Segment Start: TASK MATERIAL
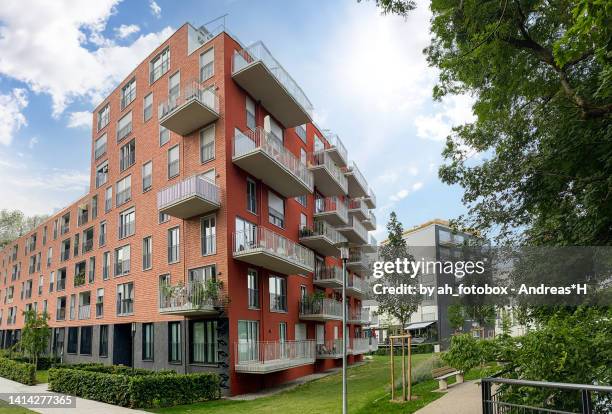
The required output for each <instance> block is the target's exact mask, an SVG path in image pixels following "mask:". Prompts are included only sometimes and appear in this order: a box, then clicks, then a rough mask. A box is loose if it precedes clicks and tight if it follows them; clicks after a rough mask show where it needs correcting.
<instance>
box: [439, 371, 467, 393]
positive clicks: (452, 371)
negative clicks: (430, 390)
mask: <svg viewBox="0 0 612 414" xmlns="http://www.w3.org/2000/svg"><path fill="white" fill-rule="evenodd" d="M453 375H456V376H457V383H460V382H463V375H462V373H461V371H458V370H456V369H455V368H451V367H449V366H446V367H440V368H435V369H432V370H431V376H432V377H433V379H435V380H438V389H439V390H440V391H444V390H446V389H448V378H450V377H452V376H453Z"/></svg>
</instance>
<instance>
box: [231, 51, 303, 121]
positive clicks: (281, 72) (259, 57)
Segment End: TASK MATERIAL
* [TASK GOAL]
Reproduce all of the data above word for word, leaving out the pictures.

* [SOLVED PROBLEM]
The required output for each <instance> block is the target's exact mask, an SVG path in image pixels following "mask:". Prompts are included only sometimes and appear in this order: a box, then clicks, then a rough mask. A box is loose if it precedes clicks and tight if it follows them; clicks after a rough mask show where it needs correcting.
<instance>
box: [439, 371, 467, 393]
positive clicks: (452, 371)
negative clicks: (430, 390)
mask: <svg viewBox="0 0 612 414" xmlns="http://www.w3.org/2000/svg"><path fill="white" fill-rule="evenodd" d="M453 375H456V376H457V383H460V382H463V375H462V373H461V371H458V370H456V369H455V368H451V367H449V366H446V367H440V368H435V369H432V370H431V376H432V377H433V379H435V380H438V389H439V390H440V391H444V390H446V389H448V378H450V377H452V376H453Z"/></svg>
</instance>
<instance>
box: [231, 51, 303, 121]
positive clicks: (281, 72) (259, 57)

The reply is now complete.